::: THE DATA :::

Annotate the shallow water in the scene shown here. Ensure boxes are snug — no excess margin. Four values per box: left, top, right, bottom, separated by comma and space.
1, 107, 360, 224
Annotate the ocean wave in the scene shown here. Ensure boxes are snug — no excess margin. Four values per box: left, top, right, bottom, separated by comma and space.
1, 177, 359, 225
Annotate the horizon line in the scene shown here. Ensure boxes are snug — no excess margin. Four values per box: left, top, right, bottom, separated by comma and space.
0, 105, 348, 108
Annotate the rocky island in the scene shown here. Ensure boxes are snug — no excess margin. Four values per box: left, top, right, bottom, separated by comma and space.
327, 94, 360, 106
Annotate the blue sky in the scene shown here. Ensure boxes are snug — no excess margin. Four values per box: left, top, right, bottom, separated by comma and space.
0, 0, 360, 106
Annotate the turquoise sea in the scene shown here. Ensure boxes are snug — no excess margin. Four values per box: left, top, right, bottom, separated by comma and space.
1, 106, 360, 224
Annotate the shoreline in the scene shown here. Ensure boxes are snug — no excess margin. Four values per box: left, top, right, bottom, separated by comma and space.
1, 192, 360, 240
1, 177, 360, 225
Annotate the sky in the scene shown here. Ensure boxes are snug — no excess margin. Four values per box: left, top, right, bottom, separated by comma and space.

:::
::: THE DATA :::

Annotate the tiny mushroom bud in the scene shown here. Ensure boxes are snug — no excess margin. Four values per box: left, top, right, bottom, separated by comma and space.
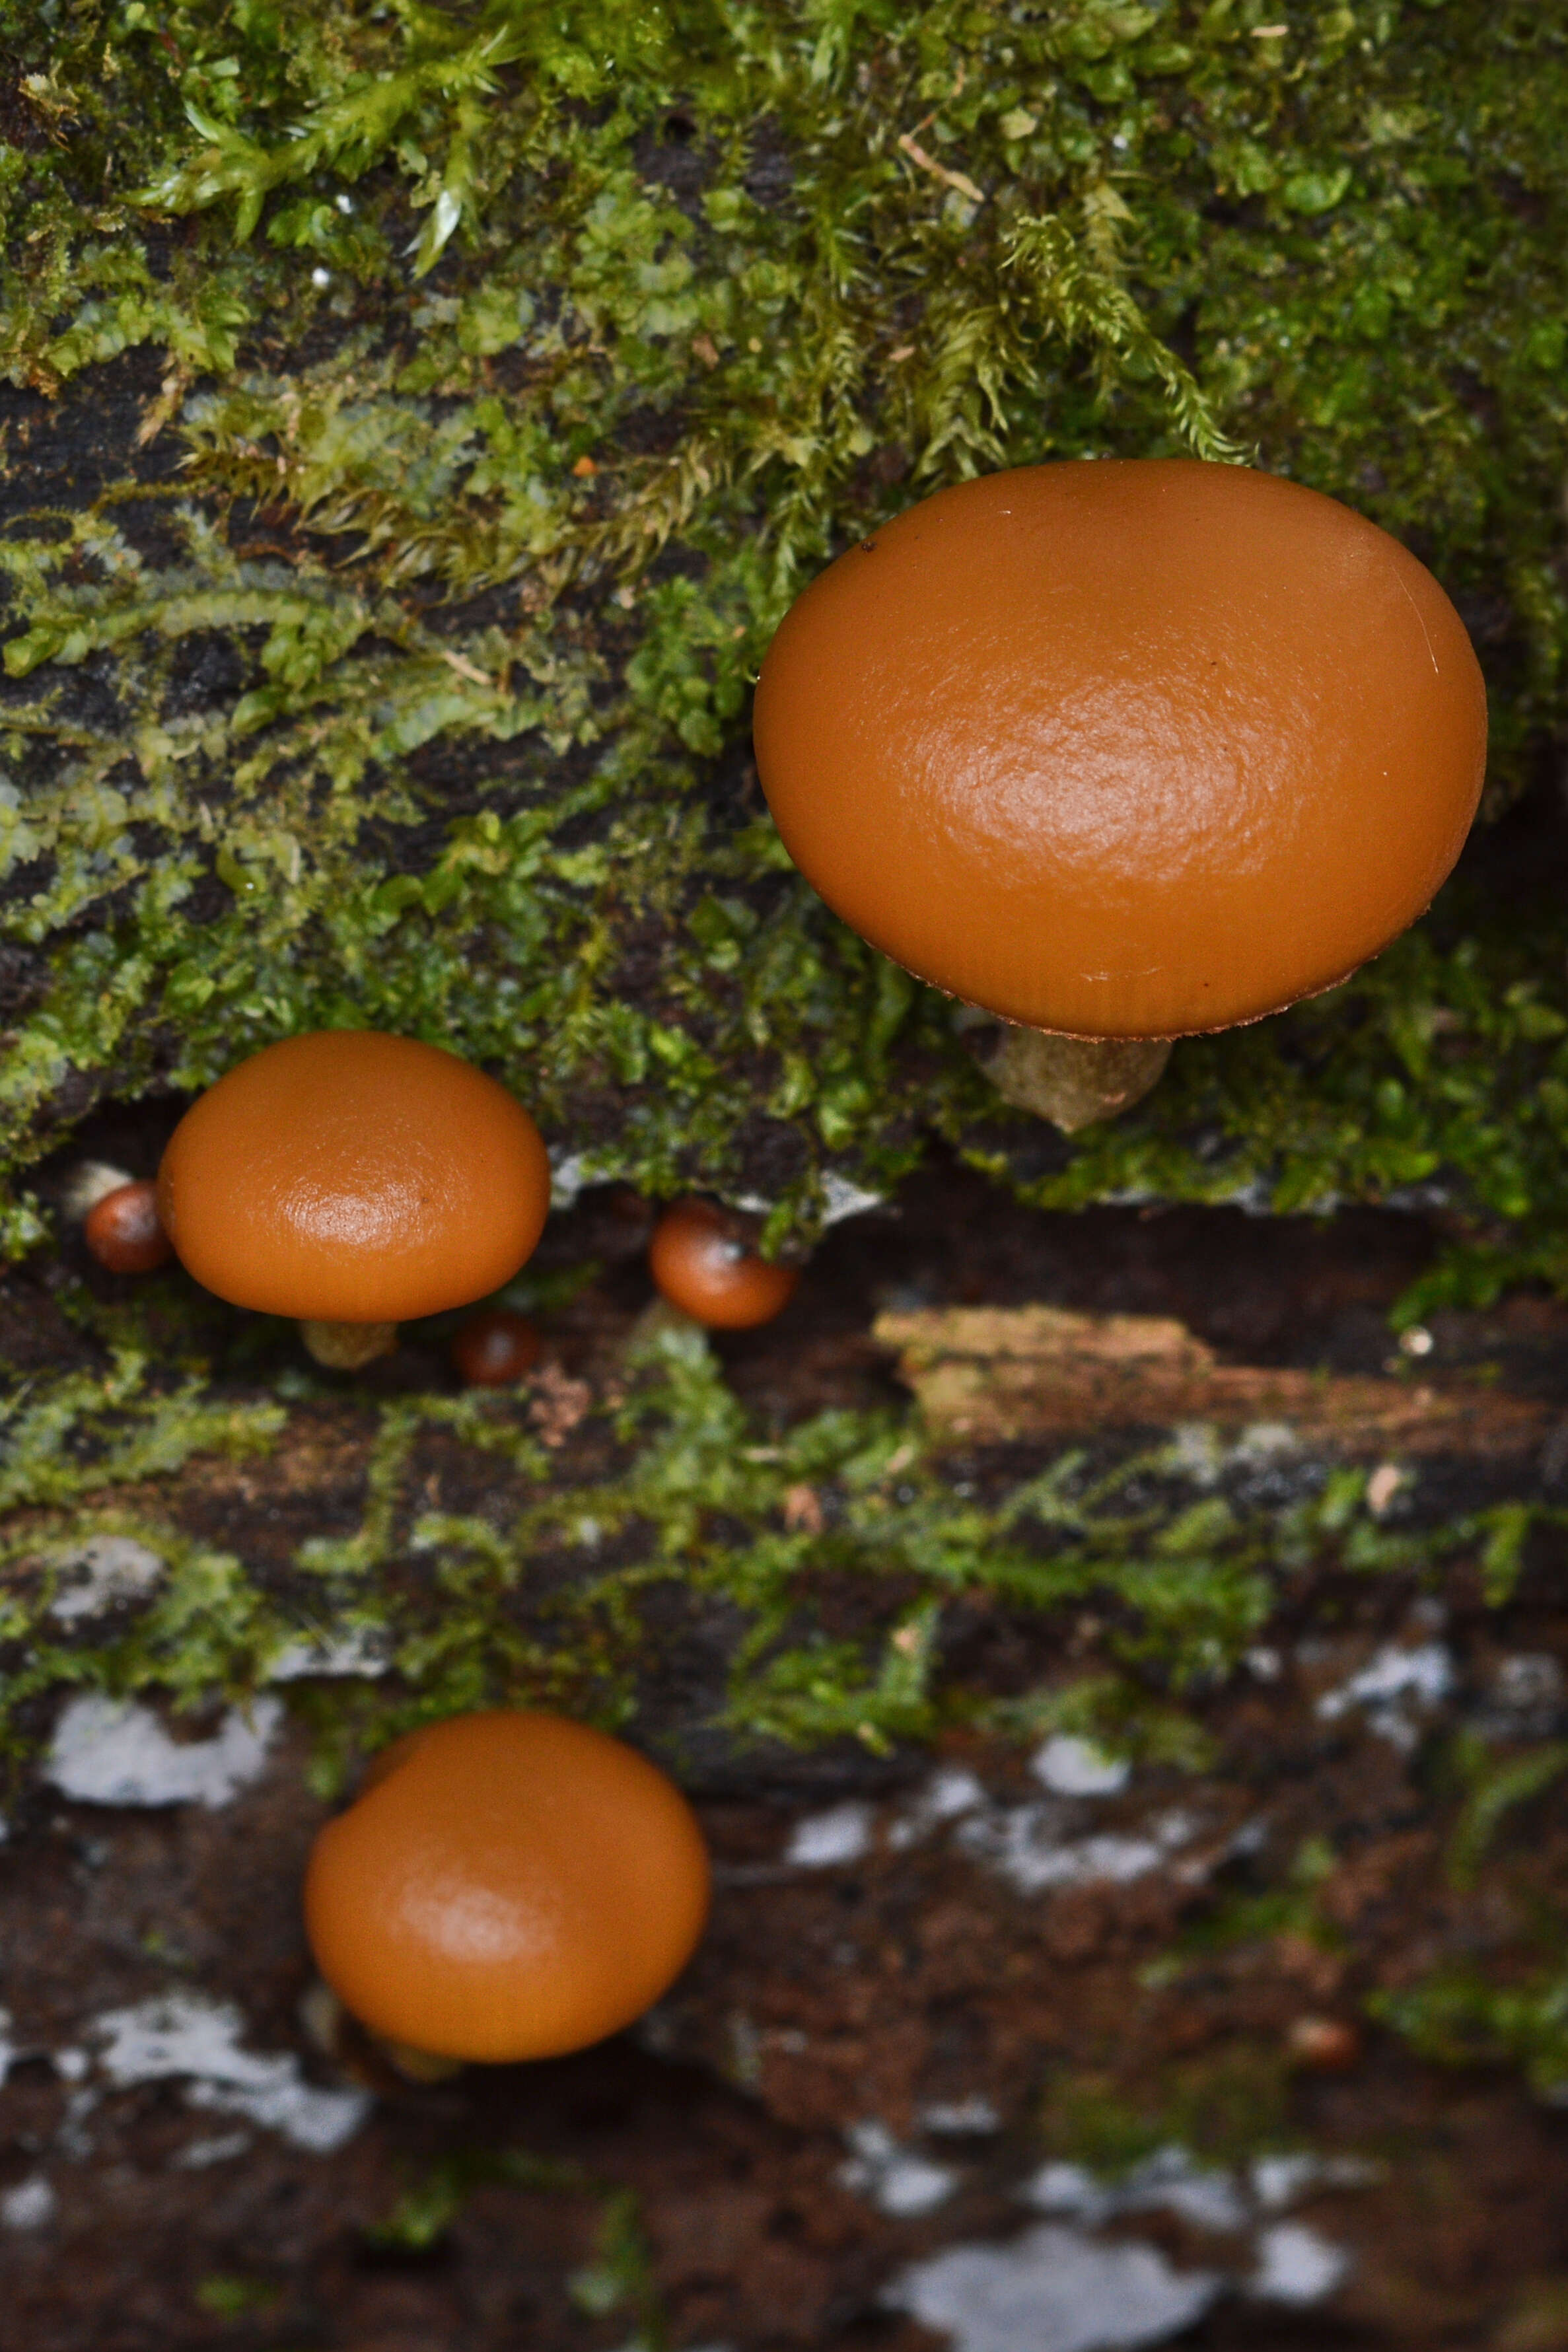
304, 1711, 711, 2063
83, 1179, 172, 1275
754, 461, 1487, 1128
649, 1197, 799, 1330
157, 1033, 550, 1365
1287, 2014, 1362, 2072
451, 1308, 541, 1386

:::

## TASK DETAILS
Looking back over the data above, restate word for word the lines that begin at the line with "Annotate the rocky" and end at the line with "Annotate the sky", inclusive.

## ANSWER TO THIS TASK
Annotate the rocky island in the scene shown here. Ensure boxes are snug — no excess margin. Four values per box: left, top, right, bottom, separated by comma and space.
327, 94, 360, 106
Annotate the blue sky in the scene shown here. Ensure boxes are snug — no excess margin. Four values per box: left, top, right, bottom, separated by comma and space.
0, 0, 360, 106
Annotate the turquoise sea in the scene shown here. Ensure boxes are snug — no excess margin. Four values per box: left, top, right, bottom, separated by comma and space.
1, 106, 360, 224
Annotate the shoreline in the scene shown here. Ensure boxes are snug — no excess margin. Four values per box: left, top, right, bottom, separated by comma and space.
1, 192, 360, 240
1, 177, 360, 225
Annotate the sky in the scene shown here. Ensure boxes are snug — no excess margin. Four values per box: left, top, right, bottom, separated by comma and space.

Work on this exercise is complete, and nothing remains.